Given passage >>
⟨

DOI: 10.4230/LIPIcs.STACS.2022.25

Linear Space Data Structures for Finite Groups with Constant Query-Time

Authors: Bireswar Das, Anant Kumar, Shivdutt Sharma, and Dhara Thakkar

Published in: LIPIcs, Volume 219, 39th International Symposium on Theoretical Aspects of Computer Science (STACS 2022)

Abstract

A finite group of order n can be represented by its Cayley table. In the word-RAM model the Cayley table of a group of order n can be stored using O(n²) words and can be used to answer a multiplication query in constant time. It is interesting to ask if we can design a data structure to store a group of order n that uses o(n²) space but can still answer a multiplication query in constant time. We design a constant query-time data structure that can store any finite group using O(n) words where n is the order of the group. Farzan and Munro (ISSAC 2006) gave an information theoretic lower bound of Ω(n) on the number of words to store a group of order n. Since our data structure achieves this lower bound and answers queries in constant time, it is optimal in both space usage and query-time. A crucial step in the process is essentially to design linear space and constant query-time data structures for nonabelian simple groups. The data structures for nonableian simple groups are designed using a lemma that we prove using the Classification Theorem for Finite Simple Groups (CFSG).

⟩

Parts of the exercise >>
• A. Condense the abstract's paragraph beginning "A finite group of order n can be represented" into a short bulleted list that keeps its main facts.
• B. According to the abstract, why is the authors' data structure optimal in both space usage and query time?
Rely only on the abstract above for what comes next.

Provided material >>
⟨

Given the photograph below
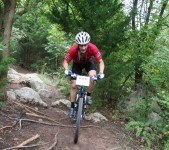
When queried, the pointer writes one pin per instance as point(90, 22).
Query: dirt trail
point(105, 135)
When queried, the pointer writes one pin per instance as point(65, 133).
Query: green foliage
point(57, 46)
point(2, 104)
point(29, 36)
point(62, 82)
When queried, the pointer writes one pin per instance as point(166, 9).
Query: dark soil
point(106, 135)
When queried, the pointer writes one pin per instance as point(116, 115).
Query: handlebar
point(94, 77)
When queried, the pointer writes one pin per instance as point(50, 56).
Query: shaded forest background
point(133, 37)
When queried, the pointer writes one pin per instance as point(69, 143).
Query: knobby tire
point(78, 120)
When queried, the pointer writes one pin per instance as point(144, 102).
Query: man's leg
point(73, 91)
point(72, 98)
point(92, 82)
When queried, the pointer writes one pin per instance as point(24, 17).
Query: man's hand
point(100, 75)
point(68, 72)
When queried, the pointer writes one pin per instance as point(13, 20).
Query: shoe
point(71, 112)
point(89, 100)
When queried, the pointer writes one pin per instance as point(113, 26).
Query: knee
point(73, 86)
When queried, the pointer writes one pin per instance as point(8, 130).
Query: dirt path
point(105, 135)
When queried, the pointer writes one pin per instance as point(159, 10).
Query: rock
point(44, 93)
point(28, 95)
point(96, 117)
point(64, 102)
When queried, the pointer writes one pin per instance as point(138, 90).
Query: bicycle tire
point(78, 120)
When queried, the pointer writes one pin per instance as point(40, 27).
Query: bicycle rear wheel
point(78, 120)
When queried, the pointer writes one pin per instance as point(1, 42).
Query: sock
point(88, 94)
point(72, 104)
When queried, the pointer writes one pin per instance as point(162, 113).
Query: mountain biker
point(82, 53)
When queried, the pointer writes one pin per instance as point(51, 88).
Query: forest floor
point(50, 128)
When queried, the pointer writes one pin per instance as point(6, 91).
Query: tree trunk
point(6, 26)
point(8, 21)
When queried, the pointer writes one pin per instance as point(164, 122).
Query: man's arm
point(101, 65)
point(65, 65)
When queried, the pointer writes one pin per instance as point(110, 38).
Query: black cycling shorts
point(77, 68)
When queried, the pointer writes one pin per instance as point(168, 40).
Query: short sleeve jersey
point(74, 54)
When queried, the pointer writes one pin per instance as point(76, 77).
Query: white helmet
point(82, 38)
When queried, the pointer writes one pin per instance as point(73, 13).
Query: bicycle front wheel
point(78, 120)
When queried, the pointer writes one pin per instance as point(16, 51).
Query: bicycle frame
point(80, 103)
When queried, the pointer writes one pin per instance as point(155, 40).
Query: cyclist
point(82, 53)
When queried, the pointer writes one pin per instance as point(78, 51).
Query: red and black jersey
point(74, 54)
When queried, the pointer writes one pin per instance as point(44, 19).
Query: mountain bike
point(81, 101)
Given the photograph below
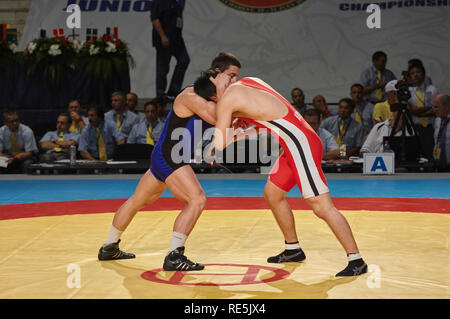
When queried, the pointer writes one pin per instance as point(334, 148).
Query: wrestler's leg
point(184, 185)
point(280, 182)
point(148, 190)
point(275, 198)
point(324, 208)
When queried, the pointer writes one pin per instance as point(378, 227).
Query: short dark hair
point(65, 115)
point(9, 112)
point(356, 85)
point(119, 93)
point(151, 102)
point(98, 109)
point(417, 65)
point(349, 101)
point(296, 89)
point(203, 86)
point(312, 112)
point(378, 55)
point(414, 61)
point(223, 60)
point(445, 99)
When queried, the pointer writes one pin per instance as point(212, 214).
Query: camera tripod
point(406, 125)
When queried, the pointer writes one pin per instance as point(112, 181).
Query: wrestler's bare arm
point(198, 105)
point(223, 135)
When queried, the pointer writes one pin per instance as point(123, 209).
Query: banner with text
point(319, 46)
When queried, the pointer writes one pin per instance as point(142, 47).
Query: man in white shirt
point(374, 141)
point(330, 148)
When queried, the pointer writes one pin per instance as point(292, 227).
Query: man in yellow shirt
point(382, 110)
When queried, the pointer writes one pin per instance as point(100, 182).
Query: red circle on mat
point(247, 277)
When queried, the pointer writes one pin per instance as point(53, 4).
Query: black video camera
point(403, 93)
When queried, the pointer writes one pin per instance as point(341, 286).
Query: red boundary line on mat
point(428, 205)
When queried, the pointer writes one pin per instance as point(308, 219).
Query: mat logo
point(374, 279)
point(74, 19)
point(237, 275)
point(111, 5)
point(74, 279)
point(249, 148)
point(374, 19)
point(258, 6)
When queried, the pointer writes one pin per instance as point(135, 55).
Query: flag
point(3, 31)
point(11, 35)
point(91, 34)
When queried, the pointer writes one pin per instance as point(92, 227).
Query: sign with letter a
point(379, 163)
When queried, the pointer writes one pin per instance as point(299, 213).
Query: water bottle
point(343, 151)
point(386, 147)
point(73, 155)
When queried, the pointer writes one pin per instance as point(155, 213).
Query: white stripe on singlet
point(311, 182)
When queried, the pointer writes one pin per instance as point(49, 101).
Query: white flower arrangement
point(77, 46)
point(13, 48)
point(54, 50)
point(31, 47)
point(110, 47)
point(93, 50)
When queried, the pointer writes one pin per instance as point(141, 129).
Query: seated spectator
point(330, 147)
point(98, 140)
point(374, 141)
point(321, 105)
point(298, 101)
point(120, 115)
point(132, 101)
point(77, 121)
point(427, 81)
point(161, 109)
point(375, 78)
point(363, 109)
point(346, 131)
point(441, 106)
point(382, 111)
point(56, 144)
point(149, 130)
point(17, 143)
point(420, 105)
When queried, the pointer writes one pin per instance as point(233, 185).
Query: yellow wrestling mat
point(56, 257)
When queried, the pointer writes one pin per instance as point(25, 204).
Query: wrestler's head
point(226, 63)
point(204, 87)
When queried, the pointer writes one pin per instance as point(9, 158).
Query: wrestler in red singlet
point(301, 161)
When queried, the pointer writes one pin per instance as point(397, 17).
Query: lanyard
point(345, 127)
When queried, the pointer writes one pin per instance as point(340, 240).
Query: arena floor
point(53, 226)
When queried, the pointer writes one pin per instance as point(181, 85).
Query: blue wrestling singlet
point(174, 147)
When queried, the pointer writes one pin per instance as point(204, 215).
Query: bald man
point(255, 102)
point(441, 153)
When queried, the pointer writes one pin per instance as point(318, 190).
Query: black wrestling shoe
point(176, 260)
point(292, 255)
point(112, 252)
point(354, 268)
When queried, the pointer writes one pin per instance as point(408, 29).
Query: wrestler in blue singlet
point(167, 156)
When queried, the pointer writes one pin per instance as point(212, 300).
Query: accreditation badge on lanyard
point(437, 153)
point(179, 24)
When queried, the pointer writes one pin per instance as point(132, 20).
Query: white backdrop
point(315, 46)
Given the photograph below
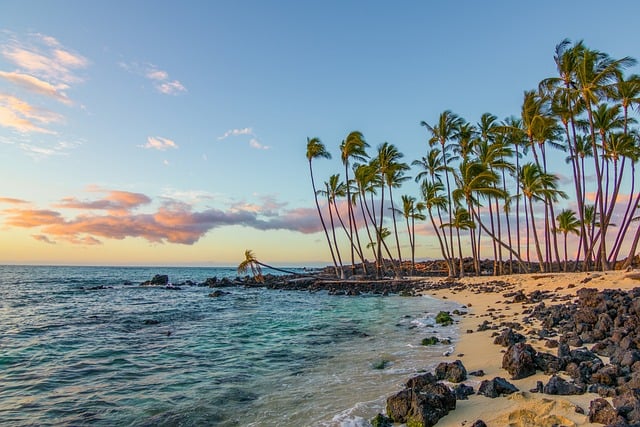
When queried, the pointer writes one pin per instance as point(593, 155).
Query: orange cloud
point(172, 222)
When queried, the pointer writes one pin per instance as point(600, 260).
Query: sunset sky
point(174, 133)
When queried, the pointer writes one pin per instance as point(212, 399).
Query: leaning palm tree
point(353, 147)
point(251, 262)
point(567, 223)
point(540, 186)
point(317, 150)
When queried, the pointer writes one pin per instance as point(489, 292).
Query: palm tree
point(441, 133)
point(251, 262)
point(411, 210)
point(353, 147)
point(461, 221)
point(317, 150)
point(567, 223)
point(333, 189)
point(392, 174)
point(433, 196)
point(540, 186)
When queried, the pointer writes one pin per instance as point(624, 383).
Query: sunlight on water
point(135, 355)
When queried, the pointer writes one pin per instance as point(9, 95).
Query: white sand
point(479, 352)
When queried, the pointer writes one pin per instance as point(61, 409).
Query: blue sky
point(174, 132)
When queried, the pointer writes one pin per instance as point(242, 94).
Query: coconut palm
point(317, 150)
point(433, 197)
point(539, 186)
point(567, 223)
point(352, 148)
point(391, 172)
point(411, 210)
point(441, 133)
point(251, 262)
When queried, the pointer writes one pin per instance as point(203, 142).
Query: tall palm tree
point(391, 171)
point(333, 188)
point(441, 133)
point(594, 73)
point(433, 197)
point(540, 186)
point(567, 223)
point(352, 148)
point(411, 210)
point(461, 221)
point(317, 150)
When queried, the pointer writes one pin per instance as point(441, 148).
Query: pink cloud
point(172, 222)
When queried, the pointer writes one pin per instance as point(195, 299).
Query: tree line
point(491, 181)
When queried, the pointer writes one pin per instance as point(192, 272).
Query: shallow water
point(131, 355)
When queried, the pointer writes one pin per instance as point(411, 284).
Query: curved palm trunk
point(603, 225)
point(395, 230)
point(442, 246)
point(324, 227)
point(535, 236)
point(335, 240)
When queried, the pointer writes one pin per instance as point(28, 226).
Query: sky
point(174, 133)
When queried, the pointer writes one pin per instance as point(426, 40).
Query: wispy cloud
point(12, 201)
point(115, 216)
point(159, 78)
point(236, 132)
point(24, 117)
point(253, 141)
point(38, 86)
point(159, 143)
point(44, 57)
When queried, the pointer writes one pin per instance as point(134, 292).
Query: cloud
point(253, 142)
point(236, 132)
point(159, 78)
point(114, 217)
point(23, 117)
point(12, 201)
point(38, 86)
point(159, 143)
point(115, 202)
point(45, 58)
point(43, 238)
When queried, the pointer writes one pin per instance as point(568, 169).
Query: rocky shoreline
point(588, 344)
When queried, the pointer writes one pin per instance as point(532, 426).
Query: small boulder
point(496, 387)
point(454, 372)
point(558, 386)
point(519, 361)
point(601, 412)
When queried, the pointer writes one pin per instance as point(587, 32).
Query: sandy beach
point(477, 351)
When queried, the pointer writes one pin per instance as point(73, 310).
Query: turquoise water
point(131, 355)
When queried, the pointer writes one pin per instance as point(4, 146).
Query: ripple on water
point(142, 356)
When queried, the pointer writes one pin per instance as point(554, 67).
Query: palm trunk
point(324, 227)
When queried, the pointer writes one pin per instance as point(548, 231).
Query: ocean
point(89, 346)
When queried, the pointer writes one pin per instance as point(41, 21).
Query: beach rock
point(496, 387)
point(454, 372)
point(519, 361)
point(558, 386)
point(628, 405)
point(508, 337)
point(421, 381)
point(463, 391)
point(218, 293)
point(158, 280)
point(381, 421)
point(421, 406)
point(548, 363)
point(601, 411)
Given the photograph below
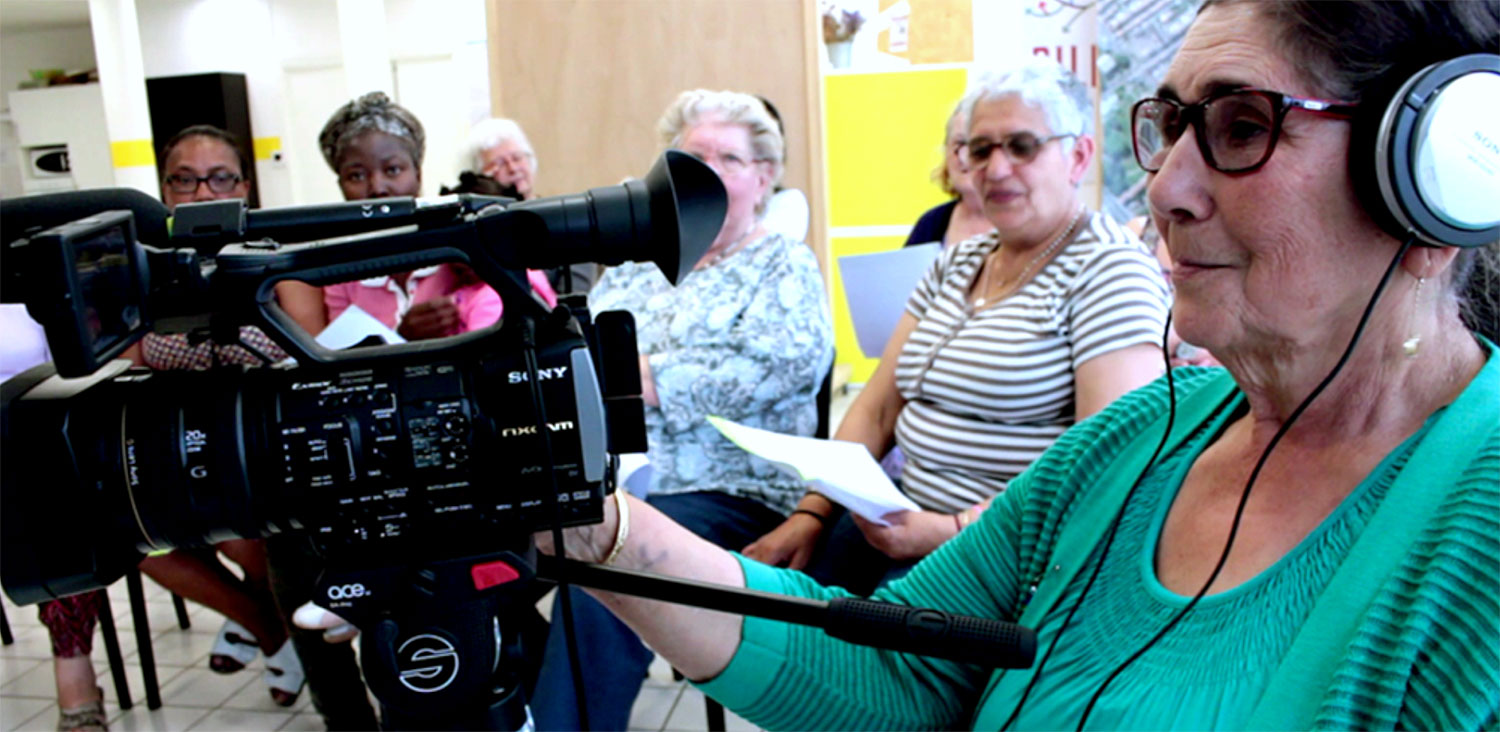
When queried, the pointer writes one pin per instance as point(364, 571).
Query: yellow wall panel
point(845, 341)
point(885, 135)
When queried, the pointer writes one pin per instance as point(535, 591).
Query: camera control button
point(491, 573)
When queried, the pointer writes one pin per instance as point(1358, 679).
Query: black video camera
point(386, 455)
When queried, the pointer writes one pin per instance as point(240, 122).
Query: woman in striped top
point(1010, 338)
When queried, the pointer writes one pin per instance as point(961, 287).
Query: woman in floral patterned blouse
point(744, 336)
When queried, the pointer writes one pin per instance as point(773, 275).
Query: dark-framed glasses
point(219, 182)
point(1019, 149)
point(1236, 129)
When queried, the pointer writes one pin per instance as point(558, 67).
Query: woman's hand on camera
point(429, 318)
point(789, 545)
point(333, 627)
point(911, 534)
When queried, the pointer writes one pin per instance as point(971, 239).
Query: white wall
point(44, 48)
point(291, 54)
point(68, 48)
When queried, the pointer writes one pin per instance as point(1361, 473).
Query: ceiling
point(42, 14)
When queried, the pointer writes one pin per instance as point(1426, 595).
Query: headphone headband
point(1436, 155)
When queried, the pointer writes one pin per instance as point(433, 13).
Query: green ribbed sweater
point(1424, 656)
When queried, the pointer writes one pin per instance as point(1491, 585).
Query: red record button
point(492, 573)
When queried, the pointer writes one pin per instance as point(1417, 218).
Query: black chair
point(143, 642)
point(5, 629)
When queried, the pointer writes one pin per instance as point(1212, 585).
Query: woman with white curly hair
point(746, 336)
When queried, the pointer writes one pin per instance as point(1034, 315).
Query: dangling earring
point(1415, 342)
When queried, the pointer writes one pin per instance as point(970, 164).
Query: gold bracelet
point(621, 528)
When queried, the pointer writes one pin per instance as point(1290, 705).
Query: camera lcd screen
point(104, 287)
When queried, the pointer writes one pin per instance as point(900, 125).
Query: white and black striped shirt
point(989, 390)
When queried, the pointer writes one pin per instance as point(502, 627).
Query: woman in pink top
point(375, 147)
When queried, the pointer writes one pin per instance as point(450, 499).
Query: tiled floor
point(198, 699)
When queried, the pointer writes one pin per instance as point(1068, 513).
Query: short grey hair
point(371, 113)
point(494, 132)
point(699, 105)
point(1062, 98)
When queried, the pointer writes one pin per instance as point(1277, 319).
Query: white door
point(312, 95)
point(434, 90)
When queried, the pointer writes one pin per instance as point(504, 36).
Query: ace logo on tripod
point(426, 663)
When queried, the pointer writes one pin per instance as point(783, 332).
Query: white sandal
point(233, 648)
point(284, 675)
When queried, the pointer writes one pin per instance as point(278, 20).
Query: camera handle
point(438, 653)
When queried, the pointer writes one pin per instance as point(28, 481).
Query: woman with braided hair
point(375, 147)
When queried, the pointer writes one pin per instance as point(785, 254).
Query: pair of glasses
point(513, 159)
point(1236, 128)
point(1019, 149)
point(728, 164)
point(219, 182)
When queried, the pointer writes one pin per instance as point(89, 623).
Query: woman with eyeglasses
point(746, 336)
point(1304, 539)
point(198, 164)
point(1011, 338)
point(963, 216)
point(500, 152)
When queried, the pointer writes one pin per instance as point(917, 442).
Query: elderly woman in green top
point(1299, 554)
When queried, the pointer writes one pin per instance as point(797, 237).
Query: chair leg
point(111, 648)
point(5, 629)
point(143, 639)
point(716, 714)
point(182, 612)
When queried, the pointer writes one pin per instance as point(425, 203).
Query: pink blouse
point(387, 302)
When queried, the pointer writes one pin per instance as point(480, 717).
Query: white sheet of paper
point(353, 326)
point(843, 471)
point(878, 285)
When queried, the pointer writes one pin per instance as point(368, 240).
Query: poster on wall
point(891, 35)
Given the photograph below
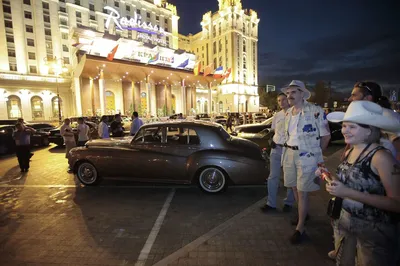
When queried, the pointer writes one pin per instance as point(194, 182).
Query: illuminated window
point(32, 69)
point(14, 107)
point(54, 105)
point(28, 15)
point(31, 56)
point(37, 108)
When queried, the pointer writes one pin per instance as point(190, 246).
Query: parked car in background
point(259, 117)
point(39, 138)
point(253, 128)
point(56, 138)
point(180, 152)
point(220, 119)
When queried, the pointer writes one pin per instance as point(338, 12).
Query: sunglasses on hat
point(363, 85)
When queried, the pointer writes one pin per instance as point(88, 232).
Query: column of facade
point(183, 97)
point(209, 108)
point(91, 88)
point(148, 92)
point(102, 95)
point(3, 105)
point(78, 98)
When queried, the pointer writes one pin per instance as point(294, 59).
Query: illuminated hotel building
point(229, 39)
point(53, 48)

⟩

Full answers >>
• A.
- A Cayley table stores a group of order n in O(n²) words in the word-RAM model and answers a multiplication query in constant time.
- The open question was whether o(n²) space could still allow constant-time multiplication queries.
- The authors design a constant query-time data structure that stores any finite group in O(n) words.
- Farzan and Munro (ISSAC 2006) gave an information theoretic lower bound of Ω(n) words for storing a group of order n.
- Since the new structure meets this bound with constant-time queries, it is optimal in both space and query time.
- A key step is building linear space, constant query-time structures for nonabelian simple groups, using a lemma proved with the Classification Theorem for Finite Simple Groups (CFSG).

• B. Farzan and Munro showed that storing a group of order n needs at least Ω(n) words. The authors' structure uses O(n) words, meeting that lower bound, and it also answers multiplication queries in constant time.